Extract to read below:

Figure 4. Picture of the developed video board.
Figure 5. Block diagram of the multi-functional image-processing video board.
5. Arcing issue and solution
As discussed above, the 97.5-inch glass layout realizes the maximum glass efficiency for the ultra-large panel. That means the two panels' interval will be very small. Considering the deposited film thickness uniformity near the glass peripheral, a guaranty distance to the glass edge for the designed pattern is necessary. Thus, in the array mask design, the shield bar design is adopted, but the shield bar area in the mask will also cause the corresponding pattern residue area. To remove this pattern in such area, the edge exposure (EE) process must be available, but part of the pattern cannot be taken away due to poor EE accuracy. Unfortunately, in this study, during the half-tone source–drain mask etching process, serious arcing happened. (a) and (b) shows the arcing images under a macroscope and a microscope, respectively. It can be seen that there are large-area patterns burning on the glass. Fortunately, by improving the exposure process, this issue was finally resolved.

End of Extract to read.
Extracted entries below:

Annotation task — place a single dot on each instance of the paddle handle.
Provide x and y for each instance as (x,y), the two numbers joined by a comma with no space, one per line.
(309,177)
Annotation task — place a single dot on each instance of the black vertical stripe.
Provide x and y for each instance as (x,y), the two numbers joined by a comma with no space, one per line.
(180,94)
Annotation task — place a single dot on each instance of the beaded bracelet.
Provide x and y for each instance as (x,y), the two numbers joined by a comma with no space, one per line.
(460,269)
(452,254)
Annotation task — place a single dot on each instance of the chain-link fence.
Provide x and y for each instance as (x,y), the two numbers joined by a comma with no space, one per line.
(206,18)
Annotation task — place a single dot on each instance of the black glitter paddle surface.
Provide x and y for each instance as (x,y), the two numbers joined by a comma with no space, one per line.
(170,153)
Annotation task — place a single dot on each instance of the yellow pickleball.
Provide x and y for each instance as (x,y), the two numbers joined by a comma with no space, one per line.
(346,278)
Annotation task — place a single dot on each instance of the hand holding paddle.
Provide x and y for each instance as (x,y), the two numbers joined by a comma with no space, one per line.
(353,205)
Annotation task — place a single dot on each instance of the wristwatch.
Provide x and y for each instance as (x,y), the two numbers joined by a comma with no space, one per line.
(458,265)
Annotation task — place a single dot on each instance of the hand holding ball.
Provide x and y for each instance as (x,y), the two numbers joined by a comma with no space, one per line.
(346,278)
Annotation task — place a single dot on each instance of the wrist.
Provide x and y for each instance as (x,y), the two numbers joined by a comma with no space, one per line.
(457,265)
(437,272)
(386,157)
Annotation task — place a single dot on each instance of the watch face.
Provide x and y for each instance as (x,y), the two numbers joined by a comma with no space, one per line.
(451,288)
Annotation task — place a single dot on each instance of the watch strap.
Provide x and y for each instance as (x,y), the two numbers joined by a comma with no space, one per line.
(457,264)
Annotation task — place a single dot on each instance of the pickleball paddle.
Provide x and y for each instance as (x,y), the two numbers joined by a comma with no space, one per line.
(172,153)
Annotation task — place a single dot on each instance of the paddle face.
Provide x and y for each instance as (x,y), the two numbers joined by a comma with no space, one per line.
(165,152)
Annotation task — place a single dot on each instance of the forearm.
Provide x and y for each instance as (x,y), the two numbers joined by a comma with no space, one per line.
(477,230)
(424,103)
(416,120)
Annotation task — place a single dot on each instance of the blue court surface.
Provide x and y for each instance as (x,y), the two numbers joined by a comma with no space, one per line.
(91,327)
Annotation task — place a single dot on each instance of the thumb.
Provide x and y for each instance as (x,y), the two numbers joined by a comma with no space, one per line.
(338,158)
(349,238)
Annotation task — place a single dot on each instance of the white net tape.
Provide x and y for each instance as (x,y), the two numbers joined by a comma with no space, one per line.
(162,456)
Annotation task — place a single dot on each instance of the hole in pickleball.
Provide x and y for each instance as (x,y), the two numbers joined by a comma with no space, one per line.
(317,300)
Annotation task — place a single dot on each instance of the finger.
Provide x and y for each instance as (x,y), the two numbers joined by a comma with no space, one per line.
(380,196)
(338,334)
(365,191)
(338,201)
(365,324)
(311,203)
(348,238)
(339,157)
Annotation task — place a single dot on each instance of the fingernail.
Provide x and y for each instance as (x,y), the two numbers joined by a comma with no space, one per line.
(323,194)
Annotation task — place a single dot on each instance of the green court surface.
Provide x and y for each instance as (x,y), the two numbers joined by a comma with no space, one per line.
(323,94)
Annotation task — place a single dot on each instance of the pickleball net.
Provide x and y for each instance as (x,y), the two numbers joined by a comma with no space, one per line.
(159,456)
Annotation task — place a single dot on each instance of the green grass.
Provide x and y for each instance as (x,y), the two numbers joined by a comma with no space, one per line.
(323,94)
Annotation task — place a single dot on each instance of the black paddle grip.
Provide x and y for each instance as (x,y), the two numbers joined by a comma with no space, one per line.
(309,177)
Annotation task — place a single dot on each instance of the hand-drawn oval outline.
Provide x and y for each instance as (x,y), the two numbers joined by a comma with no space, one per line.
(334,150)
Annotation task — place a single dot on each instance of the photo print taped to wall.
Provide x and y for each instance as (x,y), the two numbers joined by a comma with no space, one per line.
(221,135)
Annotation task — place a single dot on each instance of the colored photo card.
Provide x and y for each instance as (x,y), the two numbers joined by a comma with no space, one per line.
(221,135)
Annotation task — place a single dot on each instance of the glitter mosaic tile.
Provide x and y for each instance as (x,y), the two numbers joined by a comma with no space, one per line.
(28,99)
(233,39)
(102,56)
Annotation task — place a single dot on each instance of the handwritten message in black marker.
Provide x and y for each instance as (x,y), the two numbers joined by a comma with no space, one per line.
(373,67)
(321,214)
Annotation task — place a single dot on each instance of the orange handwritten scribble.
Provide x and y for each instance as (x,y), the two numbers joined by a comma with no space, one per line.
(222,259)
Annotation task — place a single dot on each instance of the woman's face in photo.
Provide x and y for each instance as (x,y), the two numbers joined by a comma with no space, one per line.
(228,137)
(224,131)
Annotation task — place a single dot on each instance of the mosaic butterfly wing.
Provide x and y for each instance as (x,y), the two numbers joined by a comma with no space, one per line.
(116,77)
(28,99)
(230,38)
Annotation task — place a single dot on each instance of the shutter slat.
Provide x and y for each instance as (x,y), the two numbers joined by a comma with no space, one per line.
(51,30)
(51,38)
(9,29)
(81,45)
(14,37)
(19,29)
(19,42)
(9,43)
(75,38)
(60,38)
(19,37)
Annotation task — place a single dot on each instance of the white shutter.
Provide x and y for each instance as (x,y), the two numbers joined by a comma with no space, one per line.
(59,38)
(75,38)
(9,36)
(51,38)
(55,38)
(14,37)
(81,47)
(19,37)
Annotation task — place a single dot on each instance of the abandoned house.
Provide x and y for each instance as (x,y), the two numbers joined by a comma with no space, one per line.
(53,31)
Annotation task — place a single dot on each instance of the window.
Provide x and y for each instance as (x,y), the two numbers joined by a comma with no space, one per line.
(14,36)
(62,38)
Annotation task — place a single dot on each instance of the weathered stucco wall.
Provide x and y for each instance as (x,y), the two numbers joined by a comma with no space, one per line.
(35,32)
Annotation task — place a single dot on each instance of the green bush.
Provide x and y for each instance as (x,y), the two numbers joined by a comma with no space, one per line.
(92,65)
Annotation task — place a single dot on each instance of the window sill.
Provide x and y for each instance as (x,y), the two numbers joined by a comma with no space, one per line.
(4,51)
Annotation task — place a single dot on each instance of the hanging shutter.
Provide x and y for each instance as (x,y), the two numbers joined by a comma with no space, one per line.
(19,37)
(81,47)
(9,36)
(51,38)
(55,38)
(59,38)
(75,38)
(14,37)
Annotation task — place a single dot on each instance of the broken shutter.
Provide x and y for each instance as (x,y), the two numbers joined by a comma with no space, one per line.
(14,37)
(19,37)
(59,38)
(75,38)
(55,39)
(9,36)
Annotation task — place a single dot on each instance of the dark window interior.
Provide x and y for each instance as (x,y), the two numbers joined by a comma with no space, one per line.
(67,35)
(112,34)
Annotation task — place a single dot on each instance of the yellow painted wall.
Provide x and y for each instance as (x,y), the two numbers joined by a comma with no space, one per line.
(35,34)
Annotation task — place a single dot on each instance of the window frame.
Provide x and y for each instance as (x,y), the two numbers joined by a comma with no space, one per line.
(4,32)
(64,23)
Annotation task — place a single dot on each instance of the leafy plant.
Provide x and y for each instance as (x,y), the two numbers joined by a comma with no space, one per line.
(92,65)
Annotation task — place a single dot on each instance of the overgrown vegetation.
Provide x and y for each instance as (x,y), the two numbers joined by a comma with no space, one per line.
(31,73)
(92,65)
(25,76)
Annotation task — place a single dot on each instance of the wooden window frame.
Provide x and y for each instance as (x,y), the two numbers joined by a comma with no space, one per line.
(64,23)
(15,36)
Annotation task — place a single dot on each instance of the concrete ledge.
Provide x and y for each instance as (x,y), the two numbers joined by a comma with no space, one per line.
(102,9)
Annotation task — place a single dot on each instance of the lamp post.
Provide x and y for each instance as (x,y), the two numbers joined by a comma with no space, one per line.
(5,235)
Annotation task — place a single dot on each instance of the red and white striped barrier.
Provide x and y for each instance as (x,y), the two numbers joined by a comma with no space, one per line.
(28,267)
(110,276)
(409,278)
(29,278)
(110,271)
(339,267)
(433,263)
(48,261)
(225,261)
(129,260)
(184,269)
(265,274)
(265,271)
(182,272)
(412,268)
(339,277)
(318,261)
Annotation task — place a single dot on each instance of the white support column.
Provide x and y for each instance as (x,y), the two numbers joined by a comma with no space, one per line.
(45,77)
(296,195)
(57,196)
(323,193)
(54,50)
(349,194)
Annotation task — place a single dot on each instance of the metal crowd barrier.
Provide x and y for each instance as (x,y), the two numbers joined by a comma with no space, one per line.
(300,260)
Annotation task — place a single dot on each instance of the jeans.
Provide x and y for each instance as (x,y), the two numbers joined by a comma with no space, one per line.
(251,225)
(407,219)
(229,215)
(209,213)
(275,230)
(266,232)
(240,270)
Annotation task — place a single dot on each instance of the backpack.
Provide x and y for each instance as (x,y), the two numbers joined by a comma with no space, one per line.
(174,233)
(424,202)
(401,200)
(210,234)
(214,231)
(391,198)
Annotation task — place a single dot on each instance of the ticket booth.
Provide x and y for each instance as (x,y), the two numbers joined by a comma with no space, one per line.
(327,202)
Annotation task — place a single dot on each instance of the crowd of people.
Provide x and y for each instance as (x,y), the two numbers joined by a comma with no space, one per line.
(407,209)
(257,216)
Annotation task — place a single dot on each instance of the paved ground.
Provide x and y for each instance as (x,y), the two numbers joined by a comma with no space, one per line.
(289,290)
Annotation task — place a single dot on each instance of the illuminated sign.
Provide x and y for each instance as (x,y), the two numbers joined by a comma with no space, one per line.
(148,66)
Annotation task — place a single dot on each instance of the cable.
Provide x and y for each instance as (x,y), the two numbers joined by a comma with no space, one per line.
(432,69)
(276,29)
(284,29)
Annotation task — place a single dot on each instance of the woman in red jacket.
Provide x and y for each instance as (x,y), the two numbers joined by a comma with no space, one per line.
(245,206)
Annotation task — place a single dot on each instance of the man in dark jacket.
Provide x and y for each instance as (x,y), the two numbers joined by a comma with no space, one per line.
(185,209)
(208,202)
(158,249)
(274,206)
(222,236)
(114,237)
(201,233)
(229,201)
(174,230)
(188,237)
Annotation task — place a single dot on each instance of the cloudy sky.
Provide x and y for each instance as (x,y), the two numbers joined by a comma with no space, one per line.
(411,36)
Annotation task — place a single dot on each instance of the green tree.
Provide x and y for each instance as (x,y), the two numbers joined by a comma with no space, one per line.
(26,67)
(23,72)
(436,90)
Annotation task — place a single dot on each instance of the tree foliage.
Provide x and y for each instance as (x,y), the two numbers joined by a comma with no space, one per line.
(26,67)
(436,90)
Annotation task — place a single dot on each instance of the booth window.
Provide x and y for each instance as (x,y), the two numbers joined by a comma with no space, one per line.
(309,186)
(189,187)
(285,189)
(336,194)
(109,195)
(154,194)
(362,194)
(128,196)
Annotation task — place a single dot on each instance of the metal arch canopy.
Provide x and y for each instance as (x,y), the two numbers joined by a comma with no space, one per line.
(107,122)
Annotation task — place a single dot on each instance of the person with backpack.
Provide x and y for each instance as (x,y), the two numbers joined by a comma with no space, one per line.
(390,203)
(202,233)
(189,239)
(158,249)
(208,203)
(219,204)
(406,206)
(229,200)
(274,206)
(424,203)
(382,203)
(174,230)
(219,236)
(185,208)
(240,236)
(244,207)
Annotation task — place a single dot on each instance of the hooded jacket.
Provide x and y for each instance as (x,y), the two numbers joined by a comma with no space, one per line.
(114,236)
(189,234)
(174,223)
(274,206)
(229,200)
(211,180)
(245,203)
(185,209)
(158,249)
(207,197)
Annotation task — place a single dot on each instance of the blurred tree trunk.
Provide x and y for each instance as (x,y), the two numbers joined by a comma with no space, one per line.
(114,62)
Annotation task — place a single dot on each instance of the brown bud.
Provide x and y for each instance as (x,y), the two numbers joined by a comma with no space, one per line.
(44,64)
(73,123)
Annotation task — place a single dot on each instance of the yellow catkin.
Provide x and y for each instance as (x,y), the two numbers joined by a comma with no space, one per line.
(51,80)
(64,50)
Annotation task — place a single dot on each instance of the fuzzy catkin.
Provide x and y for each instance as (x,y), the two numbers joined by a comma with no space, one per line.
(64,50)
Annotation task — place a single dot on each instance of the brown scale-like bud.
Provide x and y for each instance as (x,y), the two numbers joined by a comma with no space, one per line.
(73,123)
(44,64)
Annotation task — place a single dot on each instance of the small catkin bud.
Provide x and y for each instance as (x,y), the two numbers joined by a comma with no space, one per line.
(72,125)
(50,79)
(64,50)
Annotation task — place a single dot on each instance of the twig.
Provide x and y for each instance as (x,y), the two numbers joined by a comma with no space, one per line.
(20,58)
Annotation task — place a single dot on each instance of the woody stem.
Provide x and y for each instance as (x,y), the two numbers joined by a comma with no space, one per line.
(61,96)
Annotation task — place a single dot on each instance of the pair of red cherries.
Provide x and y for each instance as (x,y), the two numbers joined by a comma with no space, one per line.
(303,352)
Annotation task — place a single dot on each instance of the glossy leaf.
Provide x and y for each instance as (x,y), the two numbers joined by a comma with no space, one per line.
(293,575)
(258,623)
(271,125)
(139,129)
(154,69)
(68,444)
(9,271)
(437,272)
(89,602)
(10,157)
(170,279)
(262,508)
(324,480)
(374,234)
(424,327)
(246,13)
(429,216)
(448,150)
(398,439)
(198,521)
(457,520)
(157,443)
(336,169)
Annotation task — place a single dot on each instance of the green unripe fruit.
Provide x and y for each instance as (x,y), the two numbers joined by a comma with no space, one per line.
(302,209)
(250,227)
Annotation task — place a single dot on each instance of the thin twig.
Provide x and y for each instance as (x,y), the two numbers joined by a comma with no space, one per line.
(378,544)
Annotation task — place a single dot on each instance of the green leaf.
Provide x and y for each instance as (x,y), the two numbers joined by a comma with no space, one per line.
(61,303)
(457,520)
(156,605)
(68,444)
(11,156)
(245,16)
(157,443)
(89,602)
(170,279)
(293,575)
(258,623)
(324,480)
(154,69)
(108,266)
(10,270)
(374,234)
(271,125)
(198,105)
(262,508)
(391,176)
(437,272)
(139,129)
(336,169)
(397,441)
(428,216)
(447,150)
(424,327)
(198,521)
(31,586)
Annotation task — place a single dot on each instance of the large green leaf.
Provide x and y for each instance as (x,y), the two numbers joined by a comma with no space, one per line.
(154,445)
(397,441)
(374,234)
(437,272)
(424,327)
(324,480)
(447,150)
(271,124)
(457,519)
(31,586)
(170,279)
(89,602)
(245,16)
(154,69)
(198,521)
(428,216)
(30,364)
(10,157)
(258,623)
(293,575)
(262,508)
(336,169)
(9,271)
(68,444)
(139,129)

End of Extracted entries.

> Exercises:
(a) In the text on the arcing issue, during which process did the serious arcing occur?
(b) Continue the text on the arcing issue in the 97.5-inch glass layout from its last sentence.

> Numbered responses:
(a) It occurred during the half-tone source–drain mask etching process.

(b)
Figure 6. Pictures of arcing during half-tone source–drain pattern etching. (a) Arcing picture under a macroscope, (b) Arcing picture under a microscope.
Arcing, as used here, refers to the local events that occur in the induced couple plasma reactive ion etching (ICP RIE) chamber that are detrimental to the TFT device. It is explosive, causing high-power-density short circuit in the glow discharge plasma area consisting of high-energy and secondary electrons. When it occurs on the surface of a glass substrate to which metal films have been deposited, it will result in local melting, as seen in . Based on the results of the analysis that was conducted, it can be concluded that the large-area residual metals disturb the glow discharge plasma electrical field. A uniform electric-field gradient is necessary to prevent an impact on arcing formation [Citation7,Citation8].
6. Conclusion
A 97.5-inch LCD panel with a 8 K × 4 K resolution was successfully developed, and its prototype can be seen in [Citation9]. This is currently the world's biggest panel size for SHV. An improved fabrication process and a driven architecture were adopted to ensure a high pixel charging ratio. The developed multi-functional image-processing video board makes it easy to match the input data resolution from FHD to 8 K × 4 K; thus, its application field for the SHV panel is extended. Fortunately, the arcing issue was solved, and an ultra-high-quality image display was realized. The panel features a 1200:1 contrast ratio, 500 nit brightness, and 72% color gamut.
Figure 7. Prototype 97.5-inch 8 K × 4 K LCD panel.
Funding
The authors gratefully acknowledge the support of the Development Fund of Beijing Talented [grant number 2011D001146000002] and the National Natural Science Foundation of China [grant numbers 51372016 and 61275022] for this research.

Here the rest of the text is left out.